### SOURCE EXTRACT
Municipal building in Droitwich Spa, Worcestershire, England

Norbury House is a historic building in Friar Street in Droitwich Spa, a town in Worcestershire, England. Constructed in 1935 as a hotel, replacing an earlier building which stood on the site, it later briefly served as the headquarters of Droitwich Borough Council before being converted to residential and commercial use. It also houses a local community theatre.

==History==
The first property on the site was a timber-framed structure, built around 1600, which became home to the Norbury family. Captain Coningsby Norbury commanded a naval squadron during the Battle of the Windward Passage in October 1760 during the Seven Years' War. A later member of the family, also known as Coningsby Norbury, was a magistrate and Deputy Lieutenant of Worcestershire, in the early 19th century, and Lieutenant-Colonel Thomas Coningsby Norbury Norbury, served with the 6th Dragoon Guards during the Crimean War. It was later converted into a hotel.

In the early 1930s, the proprietors of the hotel decided to demolish it and construct a modern replacement. The new building was designed by Stanley Hall, Easton & Robertson in the Art Deco style, built in red brick and was completed in 1935. (Note: Historic England holds a photograph of the hotel interior taken in 1936, shortly after its completion.) The guest of honour at the opening ceremony was the noted surgeon, Lord Moynihan who spoke on the suffering caused by rheumatism and the need for the town to participate on research into treatments for the disease. The hotel ran its own spa, which included the St Andrews Brine Baths, capitalising on Droitwich Spa's reputation as a health resort. (Note: An early, and appreciative, guest was George Bernard Shaw who visited in 1936; "we came from Port Meirion (sic) with unnatural velocity, stopping for the night at Norbury House in Droitwich, for £5 worth of luxury".)
It only operated until Second World War, when it was requisitioned and used to billet officer cadets. After the war, it was used as a reception centre for recruits to the Auxiliary Territorial Service, and then in the 1950s to house families of serving soldiers. In 1950 the Midlands hospital board developed plans to convert the building into a hospital but these were not taken forward. In 1962, the former ballroom was converted into the Norbury Theatre, and the Droitwich Theatre and Arts Club was established to manage it.

### DATA LISTING
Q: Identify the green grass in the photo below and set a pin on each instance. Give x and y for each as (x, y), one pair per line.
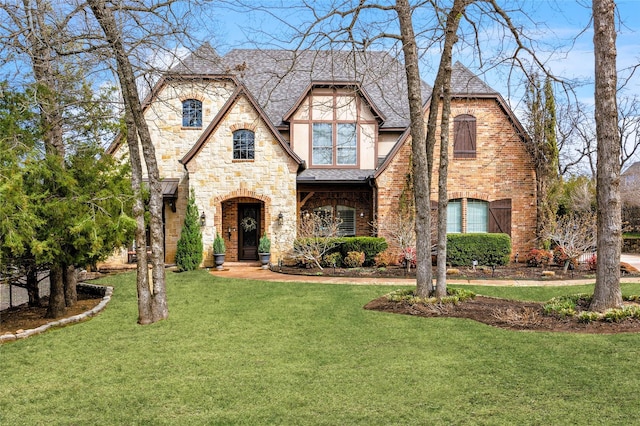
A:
(250, 352)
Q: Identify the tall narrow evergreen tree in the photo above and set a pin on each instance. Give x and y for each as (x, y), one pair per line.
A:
(189, 252)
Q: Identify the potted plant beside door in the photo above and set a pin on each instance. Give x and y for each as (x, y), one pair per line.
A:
(218, 251)
(264, 251)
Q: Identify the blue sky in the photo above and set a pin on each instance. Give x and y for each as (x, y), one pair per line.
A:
(561, 29)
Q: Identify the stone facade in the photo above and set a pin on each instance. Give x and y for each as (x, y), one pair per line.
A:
(221, 183)
(281, 179)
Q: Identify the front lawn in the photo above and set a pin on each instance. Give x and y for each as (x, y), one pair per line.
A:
(251, 352)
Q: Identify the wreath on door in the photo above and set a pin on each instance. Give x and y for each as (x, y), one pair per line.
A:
(248, 224)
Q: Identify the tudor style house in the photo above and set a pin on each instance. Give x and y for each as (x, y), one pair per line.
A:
(264, 136)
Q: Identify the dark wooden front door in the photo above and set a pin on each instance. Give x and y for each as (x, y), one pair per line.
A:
(248, 231)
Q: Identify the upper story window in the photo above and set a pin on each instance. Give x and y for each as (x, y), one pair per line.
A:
(347, 227)
(334, 145)
(464, 131)
(477, 216)
(454, 216)
(191, 113)
(243, 145)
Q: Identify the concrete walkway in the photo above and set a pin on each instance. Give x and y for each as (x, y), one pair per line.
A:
(243, 270)
(253, 271)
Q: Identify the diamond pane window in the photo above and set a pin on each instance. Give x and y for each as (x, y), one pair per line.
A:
(243, 145)
(477, 216)
(454, 216)
(322, 144)
(346, 144)
(191, 113)
(348, 216)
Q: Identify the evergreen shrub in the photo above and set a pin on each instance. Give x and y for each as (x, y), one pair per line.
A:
(189, 250)
(487, 249)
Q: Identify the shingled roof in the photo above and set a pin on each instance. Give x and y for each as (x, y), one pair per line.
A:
(464, 82)
(278, 78)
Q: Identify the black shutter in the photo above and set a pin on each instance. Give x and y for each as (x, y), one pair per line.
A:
(500, 216)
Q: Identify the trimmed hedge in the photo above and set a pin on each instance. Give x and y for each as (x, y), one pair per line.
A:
(487, 249)
(370, 246)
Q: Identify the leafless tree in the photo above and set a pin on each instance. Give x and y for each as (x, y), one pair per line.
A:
(607, 293)
(574, 234)
(152, 302)
(317, 235)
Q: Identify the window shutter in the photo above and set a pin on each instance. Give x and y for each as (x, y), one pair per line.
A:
(500, 216)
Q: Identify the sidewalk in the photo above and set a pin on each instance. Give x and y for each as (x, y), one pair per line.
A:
(253, 271)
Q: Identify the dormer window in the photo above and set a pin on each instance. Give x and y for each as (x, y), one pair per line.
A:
(191, 113)
(243, 145)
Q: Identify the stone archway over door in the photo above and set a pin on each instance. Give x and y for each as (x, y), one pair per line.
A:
(248, 230)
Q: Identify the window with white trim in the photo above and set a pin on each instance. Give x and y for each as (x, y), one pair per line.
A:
(191, 113)
(334, 145)
(454, 217)
(347, 227)
(477, 216)
(243, 145)
(346, 214)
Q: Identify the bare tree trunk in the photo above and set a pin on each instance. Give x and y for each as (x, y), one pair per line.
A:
(70, 279)
(421, 183)
(443, 83)
(105, 17)
(607, 293)
(56, 294)
(142, 277)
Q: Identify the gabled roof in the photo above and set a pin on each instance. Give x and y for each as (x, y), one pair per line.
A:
(335, 175)
(240, 91)
(464, 81)
(464, 85)
(278, 78)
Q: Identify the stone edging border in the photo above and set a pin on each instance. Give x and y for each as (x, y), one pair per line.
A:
(106, 292)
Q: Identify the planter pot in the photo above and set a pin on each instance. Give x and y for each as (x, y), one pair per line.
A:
(218, 260)
(265, 258)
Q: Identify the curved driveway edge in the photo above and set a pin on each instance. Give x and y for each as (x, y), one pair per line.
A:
(106, 292)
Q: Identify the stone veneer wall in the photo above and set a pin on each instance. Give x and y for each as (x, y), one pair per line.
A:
(270, 179)
(502, 169)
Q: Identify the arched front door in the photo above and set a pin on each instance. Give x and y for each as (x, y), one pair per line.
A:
(248, 231)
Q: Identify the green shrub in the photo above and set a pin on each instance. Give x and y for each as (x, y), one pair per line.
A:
(264, 246)
(487, 249)
(588, 316)
(618, 315)
(386, 258)
(218, 245)
(370, 246)
(189, 249)
(537, 257)
(354, 259)
(332, 259)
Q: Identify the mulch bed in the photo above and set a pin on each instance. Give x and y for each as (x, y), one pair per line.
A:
(503, 313)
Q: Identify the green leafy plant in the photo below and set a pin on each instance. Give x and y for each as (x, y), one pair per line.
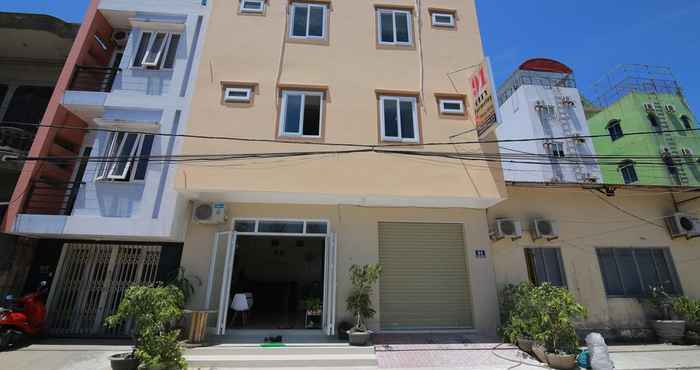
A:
(545, 313)
(312, 304)
(688, 309)
(659, 304)
(359, 301)
(152, 309)
(187, 283)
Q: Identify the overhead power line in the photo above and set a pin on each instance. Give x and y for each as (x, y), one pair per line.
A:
(383, 145)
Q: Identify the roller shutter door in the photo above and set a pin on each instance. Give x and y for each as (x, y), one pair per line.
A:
(425, 282)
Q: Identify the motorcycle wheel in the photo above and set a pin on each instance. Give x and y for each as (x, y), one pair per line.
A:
(5, 336)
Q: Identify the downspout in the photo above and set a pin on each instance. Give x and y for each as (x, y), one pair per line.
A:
(419, 44)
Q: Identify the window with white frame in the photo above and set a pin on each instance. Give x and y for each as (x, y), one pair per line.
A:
(238, 94)
(157, 50)
(452, 106)
(302, 113)
(125, 157)
(556, 149)
(308, 21)
(395, 26)
(544, 265)
(443, 19)
(633, 272)
(628, 172)
(252, 6)
(399, 118)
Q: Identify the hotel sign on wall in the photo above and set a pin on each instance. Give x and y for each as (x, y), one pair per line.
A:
(486, 113)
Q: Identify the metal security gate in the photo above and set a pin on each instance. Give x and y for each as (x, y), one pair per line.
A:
(90, 282)
(425, 282)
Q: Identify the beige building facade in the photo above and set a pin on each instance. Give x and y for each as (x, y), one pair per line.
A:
(608, 250)
(319, 92)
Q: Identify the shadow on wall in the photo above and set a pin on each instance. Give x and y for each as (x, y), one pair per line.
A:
(112, 199)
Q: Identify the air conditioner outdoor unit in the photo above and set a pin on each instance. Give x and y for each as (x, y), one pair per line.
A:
(507, 228)
(545, 229)
(567, 101)
(681, 224)
(119, 37)
(209, 213)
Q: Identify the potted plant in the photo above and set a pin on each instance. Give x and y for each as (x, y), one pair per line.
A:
(514, 306)
(541, 318)
(359, 302)
(688, 310)
(665, 320)
(152, 309)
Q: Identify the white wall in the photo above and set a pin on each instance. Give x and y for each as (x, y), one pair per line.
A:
(521, 120)
(150, 209)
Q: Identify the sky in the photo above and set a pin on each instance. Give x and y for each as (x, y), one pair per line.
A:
(590, 36)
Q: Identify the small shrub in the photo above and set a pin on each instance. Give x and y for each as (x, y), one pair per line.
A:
(688, 309)
(359, 302)
(152, 309)
(545, 313)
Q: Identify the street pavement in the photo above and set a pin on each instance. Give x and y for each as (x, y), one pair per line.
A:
(91, 355)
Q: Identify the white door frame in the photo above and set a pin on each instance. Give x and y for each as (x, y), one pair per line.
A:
(329, 279)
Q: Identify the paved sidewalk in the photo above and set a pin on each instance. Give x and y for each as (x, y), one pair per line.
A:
(92, 355)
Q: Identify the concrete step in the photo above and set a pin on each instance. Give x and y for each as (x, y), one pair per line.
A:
(299, 356)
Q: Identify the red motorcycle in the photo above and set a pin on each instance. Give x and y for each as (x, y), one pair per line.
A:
(20, 320)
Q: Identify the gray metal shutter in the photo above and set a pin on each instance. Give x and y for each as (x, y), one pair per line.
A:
(425, 282)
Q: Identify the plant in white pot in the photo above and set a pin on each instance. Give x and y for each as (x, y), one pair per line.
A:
(668, 327)
(359, 302)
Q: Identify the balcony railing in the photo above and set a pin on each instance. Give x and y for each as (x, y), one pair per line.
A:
(51, 198)
(98, 79)
(15, 139)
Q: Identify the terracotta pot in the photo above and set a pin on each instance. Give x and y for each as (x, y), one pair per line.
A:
(525, 344)
(669, 331)
(562, 362)
(124, 361)
(540, 352)
(359, 338)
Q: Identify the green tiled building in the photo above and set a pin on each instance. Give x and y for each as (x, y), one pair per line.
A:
(636, 99)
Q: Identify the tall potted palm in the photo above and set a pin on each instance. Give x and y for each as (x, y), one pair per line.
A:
(359, 302)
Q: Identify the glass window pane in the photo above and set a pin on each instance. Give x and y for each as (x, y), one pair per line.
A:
(645, 260)
(316, 228)
(244, 226)
(145, 38)
(316, 14)
(125, 154)
(293, 227)
(292, 116)
(145, 152)
(628, 270)
(608, 267)
(299, 22)
(172, 51)
(3, 91)
(452, 106)
(155, 49)
(407, 124)
(312, 115)
(551, 261)
(402, 27)
(664, 272)
(387, 27)
(391, 119)
(443, 19)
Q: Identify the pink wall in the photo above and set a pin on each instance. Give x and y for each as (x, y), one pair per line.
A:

### WORK TASK
In the Norbury House text, what did the former ballroom become in 1962? The data has nothing to do with this.

### YOUR SOLUTION
The Norbury Theatre.